:: Study text ::
:::
In December, I wrote about the surprisingly high (to me, at least) level of support among DFL guv candidates for state Sen. John Marty’s bill to create a Minnesota-only single-payer system for health care. But apparently I understated the breadth of that support.
In response to a questionnaire by a group that favors Marty’s “Minnesota Health Plan,” nine of the ten serious DFL guv candidates said they would sign the bill if it passed the Legislature. The only one who said he wouldn’t sign it (and would presumably veto it) is Former state Sen. Steve Kelley.
Most of the Repub candidates didn’t answer the survey and, unsurprisingly, none of those who did said they favored a single-payer plan.
The results of the questionnaire (circulated by the Minnesota Universal Health Care Coalition, which favor’s the Marty approach) are here.
:::
:: Record excerpts ::
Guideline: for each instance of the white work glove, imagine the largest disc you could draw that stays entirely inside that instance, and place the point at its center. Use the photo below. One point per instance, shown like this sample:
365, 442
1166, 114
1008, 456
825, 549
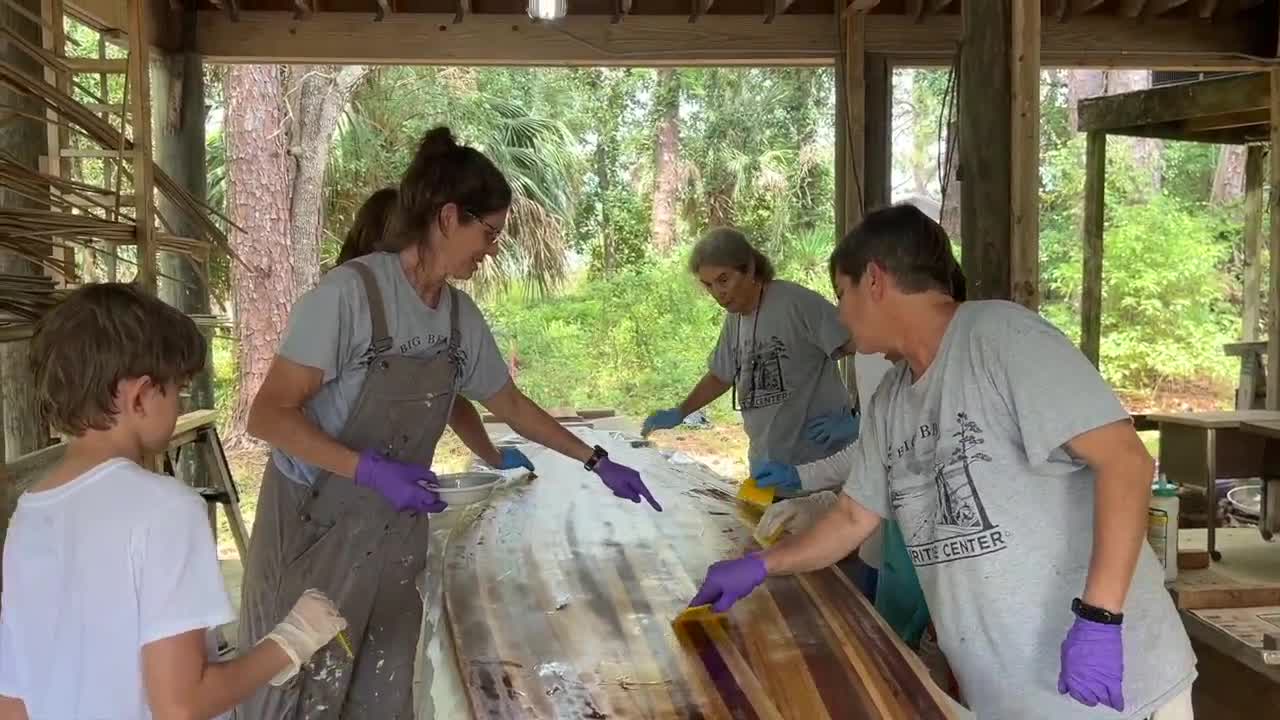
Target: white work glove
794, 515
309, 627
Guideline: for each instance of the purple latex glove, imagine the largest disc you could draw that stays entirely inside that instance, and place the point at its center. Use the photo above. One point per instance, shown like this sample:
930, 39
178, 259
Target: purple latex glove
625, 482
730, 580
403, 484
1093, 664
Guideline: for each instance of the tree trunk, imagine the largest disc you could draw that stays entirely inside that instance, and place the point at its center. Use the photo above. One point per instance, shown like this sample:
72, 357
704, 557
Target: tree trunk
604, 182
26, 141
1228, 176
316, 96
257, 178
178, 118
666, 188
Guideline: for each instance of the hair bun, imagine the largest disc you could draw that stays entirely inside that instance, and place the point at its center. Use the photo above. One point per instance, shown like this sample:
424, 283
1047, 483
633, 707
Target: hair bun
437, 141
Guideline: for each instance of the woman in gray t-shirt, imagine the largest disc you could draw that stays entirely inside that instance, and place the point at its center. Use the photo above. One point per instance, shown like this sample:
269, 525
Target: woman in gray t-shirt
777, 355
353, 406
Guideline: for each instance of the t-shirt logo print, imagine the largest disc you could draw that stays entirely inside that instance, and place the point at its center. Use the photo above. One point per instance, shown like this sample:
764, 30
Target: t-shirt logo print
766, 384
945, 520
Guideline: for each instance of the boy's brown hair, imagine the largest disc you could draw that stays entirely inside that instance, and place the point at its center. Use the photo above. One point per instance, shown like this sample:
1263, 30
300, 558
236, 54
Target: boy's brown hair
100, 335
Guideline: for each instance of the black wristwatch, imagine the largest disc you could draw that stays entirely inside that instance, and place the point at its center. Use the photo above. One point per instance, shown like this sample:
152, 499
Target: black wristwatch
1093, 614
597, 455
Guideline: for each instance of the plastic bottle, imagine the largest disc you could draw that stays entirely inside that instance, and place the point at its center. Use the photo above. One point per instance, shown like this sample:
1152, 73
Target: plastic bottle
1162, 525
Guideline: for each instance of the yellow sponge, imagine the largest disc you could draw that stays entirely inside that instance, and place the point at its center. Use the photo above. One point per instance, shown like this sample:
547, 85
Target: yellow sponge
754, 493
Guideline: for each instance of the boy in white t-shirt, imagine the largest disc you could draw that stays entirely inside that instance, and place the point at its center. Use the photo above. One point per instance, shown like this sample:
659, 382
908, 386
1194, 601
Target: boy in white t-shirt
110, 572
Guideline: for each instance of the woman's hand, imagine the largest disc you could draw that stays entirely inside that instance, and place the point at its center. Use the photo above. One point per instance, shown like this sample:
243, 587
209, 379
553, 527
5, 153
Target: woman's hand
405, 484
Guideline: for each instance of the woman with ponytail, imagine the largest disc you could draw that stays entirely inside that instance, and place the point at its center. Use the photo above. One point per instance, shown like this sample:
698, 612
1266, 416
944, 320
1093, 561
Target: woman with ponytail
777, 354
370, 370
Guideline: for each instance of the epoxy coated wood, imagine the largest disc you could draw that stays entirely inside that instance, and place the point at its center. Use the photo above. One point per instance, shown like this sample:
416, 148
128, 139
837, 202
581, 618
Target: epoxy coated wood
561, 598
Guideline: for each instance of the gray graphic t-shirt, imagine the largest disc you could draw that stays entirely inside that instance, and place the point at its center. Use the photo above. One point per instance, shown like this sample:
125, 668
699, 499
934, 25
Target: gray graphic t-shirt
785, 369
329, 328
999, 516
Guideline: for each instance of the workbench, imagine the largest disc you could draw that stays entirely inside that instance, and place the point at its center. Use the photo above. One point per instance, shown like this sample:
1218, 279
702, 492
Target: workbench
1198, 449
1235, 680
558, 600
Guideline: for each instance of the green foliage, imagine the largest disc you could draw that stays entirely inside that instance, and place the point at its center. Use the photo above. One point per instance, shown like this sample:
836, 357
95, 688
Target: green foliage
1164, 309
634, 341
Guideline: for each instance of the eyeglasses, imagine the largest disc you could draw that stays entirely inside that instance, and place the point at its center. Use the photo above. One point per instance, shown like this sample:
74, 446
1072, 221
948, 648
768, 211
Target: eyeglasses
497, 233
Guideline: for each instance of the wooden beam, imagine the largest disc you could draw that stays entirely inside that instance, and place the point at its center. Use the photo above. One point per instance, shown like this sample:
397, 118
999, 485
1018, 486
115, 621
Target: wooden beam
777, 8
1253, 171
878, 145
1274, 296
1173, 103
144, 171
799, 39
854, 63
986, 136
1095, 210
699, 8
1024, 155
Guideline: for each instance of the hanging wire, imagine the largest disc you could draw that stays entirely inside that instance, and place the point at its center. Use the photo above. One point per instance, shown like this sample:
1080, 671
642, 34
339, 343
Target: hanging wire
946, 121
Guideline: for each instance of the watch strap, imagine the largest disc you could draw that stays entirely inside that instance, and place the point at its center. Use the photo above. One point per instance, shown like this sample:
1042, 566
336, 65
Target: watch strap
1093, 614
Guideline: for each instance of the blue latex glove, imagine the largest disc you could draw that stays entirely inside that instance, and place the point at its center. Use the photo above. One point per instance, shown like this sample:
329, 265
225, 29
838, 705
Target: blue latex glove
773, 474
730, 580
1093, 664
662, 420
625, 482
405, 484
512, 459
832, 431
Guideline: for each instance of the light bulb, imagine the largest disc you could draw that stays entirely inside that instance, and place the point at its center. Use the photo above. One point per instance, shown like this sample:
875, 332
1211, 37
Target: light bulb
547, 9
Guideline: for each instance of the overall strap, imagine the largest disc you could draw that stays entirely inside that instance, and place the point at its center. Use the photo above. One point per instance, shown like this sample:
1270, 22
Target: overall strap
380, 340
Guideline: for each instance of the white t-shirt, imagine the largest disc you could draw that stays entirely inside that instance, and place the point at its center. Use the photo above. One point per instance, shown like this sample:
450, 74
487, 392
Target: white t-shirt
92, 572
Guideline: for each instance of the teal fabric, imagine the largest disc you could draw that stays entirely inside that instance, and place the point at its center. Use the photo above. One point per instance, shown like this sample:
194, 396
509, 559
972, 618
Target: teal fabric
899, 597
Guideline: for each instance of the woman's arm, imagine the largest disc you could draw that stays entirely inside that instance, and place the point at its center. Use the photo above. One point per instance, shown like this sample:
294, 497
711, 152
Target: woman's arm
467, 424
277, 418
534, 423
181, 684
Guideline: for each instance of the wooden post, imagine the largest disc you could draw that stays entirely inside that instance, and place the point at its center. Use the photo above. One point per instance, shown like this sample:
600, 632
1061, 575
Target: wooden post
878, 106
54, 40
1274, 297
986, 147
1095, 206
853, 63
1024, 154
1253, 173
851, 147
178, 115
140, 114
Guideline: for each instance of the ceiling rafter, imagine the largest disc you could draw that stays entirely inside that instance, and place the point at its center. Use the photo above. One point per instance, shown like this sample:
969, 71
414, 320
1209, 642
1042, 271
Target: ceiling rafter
:::
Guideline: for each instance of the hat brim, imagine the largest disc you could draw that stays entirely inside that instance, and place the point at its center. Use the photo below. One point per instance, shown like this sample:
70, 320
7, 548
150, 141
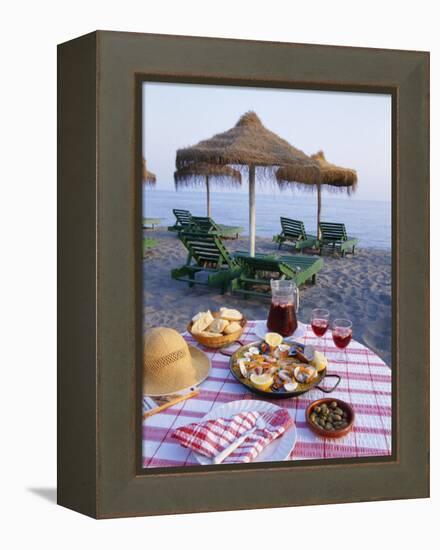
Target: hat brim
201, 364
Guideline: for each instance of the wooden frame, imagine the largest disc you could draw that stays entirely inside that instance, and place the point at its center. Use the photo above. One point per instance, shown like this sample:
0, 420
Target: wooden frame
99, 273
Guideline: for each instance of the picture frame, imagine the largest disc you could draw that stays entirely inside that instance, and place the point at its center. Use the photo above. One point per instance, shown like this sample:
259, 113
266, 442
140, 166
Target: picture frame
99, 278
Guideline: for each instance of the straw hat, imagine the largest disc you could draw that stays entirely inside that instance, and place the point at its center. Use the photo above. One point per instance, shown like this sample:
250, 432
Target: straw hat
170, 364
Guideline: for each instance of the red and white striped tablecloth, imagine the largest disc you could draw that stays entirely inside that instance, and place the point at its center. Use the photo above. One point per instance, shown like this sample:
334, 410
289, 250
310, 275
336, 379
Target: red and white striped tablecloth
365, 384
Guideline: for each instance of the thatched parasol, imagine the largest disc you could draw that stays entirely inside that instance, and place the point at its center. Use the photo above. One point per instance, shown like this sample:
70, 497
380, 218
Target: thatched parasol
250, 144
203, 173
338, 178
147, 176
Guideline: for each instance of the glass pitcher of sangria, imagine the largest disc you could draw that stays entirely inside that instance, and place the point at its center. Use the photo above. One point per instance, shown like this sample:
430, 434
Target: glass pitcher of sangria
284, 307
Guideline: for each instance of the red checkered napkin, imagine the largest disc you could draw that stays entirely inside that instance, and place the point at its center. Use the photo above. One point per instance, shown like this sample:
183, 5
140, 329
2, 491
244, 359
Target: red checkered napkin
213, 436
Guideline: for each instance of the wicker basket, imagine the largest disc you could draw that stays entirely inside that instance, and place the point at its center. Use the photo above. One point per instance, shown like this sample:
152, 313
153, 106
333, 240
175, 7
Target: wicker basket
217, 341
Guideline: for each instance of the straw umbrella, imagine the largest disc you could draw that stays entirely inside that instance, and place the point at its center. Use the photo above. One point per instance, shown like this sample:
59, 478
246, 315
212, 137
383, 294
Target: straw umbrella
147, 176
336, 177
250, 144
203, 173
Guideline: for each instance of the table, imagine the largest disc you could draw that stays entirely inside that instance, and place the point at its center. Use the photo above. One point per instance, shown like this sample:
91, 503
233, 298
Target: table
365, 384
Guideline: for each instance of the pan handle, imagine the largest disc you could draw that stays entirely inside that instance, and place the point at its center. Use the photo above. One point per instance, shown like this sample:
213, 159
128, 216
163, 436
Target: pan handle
:::
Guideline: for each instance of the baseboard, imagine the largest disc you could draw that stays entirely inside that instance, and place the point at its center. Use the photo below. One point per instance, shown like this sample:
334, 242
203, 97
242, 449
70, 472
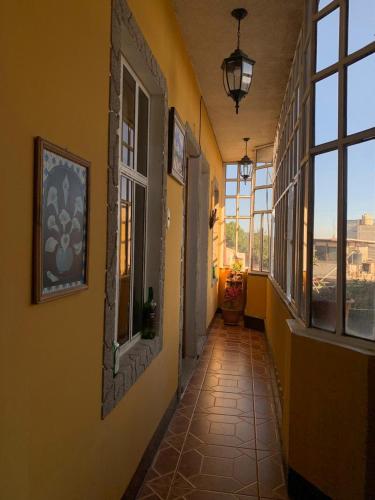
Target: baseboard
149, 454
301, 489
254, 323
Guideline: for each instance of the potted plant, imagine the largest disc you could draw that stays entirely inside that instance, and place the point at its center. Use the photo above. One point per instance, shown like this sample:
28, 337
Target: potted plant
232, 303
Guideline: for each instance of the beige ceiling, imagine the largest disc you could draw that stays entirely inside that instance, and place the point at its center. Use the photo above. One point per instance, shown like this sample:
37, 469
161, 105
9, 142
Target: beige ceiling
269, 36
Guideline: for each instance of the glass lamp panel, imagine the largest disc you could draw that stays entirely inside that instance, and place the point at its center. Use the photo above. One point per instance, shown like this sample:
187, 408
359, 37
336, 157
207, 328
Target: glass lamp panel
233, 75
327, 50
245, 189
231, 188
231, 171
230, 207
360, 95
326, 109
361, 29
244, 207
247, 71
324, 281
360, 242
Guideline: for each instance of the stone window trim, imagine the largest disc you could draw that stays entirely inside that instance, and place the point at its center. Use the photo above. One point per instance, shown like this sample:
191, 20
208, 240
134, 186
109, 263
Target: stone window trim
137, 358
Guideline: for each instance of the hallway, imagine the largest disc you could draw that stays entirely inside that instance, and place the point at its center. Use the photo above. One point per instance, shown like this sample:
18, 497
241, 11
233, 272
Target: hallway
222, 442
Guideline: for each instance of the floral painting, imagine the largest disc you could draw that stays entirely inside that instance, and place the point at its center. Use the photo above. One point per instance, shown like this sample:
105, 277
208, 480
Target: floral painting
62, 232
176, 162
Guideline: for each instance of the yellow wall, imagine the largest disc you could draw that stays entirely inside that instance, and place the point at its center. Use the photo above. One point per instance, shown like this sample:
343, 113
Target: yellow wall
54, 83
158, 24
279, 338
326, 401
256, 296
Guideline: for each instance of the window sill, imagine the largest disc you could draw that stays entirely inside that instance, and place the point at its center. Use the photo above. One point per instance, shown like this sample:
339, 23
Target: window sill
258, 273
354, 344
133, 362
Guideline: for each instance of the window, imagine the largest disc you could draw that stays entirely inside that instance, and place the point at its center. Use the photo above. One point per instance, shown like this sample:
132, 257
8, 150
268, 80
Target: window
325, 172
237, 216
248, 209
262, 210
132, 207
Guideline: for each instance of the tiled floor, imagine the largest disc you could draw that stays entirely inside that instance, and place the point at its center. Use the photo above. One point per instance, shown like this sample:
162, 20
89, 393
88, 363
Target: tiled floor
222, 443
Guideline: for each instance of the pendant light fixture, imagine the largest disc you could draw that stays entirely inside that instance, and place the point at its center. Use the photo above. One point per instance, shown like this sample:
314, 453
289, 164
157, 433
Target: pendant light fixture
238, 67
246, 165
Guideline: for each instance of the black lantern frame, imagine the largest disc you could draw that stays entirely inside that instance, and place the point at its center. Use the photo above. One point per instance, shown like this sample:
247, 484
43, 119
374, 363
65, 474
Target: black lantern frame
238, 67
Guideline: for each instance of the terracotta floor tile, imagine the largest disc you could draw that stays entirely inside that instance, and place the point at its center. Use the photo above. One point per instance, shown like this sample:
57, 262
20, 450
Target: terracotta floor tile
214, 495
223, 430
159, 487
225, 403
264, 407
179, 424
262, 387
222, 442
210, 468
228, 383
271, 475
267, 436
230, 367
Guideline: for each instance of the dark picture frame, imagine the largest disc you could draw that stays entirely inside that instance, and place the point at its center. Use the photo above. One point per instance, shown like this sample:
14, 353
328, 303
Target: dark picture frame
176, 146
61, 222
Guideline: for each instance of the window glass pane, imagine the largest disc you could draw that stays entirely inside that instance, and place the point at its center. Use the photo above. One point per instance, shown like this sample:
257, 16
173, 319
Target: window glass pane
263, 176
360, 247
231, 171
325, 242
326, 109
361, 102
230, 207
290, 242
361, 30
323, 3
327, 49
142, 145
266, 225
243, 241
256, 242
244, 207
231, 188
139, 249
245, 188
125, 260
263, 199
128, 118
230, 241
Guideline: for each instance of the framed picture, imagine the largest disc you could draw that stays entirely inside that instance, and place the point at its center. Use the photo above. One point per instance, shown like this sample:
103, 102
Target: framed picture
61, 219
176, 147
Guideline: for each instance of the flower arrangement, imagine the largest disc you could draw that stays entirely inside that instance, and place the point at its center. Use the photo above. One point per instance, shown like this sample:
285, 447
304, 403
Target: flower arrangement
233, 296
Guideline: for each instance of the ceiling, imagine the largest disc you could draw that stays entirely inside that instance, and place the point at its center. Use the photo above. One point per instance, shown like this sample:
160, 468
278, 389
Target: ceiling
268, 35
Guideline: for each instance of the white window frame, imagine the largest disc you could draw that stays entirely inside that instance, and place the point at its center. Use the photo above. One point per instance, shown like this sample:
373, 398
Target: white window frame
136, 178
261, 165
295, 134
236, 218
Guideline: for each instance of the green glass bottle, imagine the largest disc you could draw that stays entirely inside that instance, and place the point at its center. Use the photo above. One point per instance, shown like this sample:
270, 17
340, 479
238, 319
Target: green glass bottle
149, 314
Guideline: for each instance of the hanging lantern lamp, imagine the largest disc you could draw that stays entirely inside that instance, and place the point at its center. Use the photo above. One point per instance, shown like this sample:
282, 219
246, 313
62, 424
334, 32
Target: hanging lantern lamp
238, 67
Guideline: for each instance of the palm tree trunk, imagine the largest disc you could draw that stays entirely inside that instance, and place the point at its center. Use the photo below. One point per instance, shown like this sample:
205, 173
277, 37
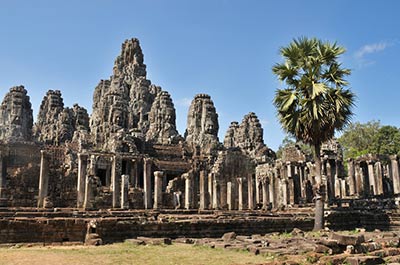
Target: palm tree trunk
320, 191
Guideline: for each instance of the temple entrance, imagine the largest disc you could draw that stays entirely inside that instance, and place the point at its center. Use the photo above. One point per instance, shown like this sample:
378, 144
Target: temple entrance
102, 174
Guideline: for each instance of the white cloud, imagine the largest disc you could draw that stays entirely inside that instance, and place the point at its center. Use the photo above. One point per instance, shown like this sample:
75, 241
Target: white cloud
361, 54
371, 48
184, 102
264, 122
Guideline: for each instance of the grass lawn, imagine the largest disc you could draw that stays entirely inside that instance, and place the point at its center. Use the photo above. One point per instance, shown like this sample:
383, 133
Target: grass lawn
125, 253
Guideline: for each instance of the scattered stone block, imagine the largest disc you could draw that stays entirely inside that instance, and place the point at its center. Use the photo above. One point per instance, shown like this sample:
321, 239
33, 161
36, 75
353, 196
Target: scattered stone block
:::
:: Questions to answer ::
1: According to the post about the single-payer survey, which serious DFL guv candidate said he would not sign Marty's bill?
2: Carry on writing the post about the single-payer survey, starting after its final sentence.
You don't need the listing to work with the post about the single-payer survey.

:: Answers to this exercise ::
1: Former state Sen. Steve Kelley.

2:
My earlier piece was based on what I had heard the candidates say on the stump, their website issues sections and interviews with a few, but not all. So I ended up understating the number of DFLers who are willing to sign such a first-in-the-nation bill. And, to clarify, only five of the 10 DFLers (Marty, Mark Dayton, Tom Bakk, Margaret Anderson Kelliher and Tom Rukavina) listed the Marty plan as their own favorite approach to achieving universal coverage in Minnesota. Four others (Matt Entenza, Susan Gaertner, R.T. Rybak and Paul Thissen) favor a more incremental approach to expanding access, but those four said they would sign the bill if that’s what the Legislature passes.
It’s also important to point out that the Marty plan, which would provide state-paid coverage to every resident of the state for all health needs including mental health, dental care, treatment for addiction and pharmaceutical, does not presently have a fully formed provision for paying for the care.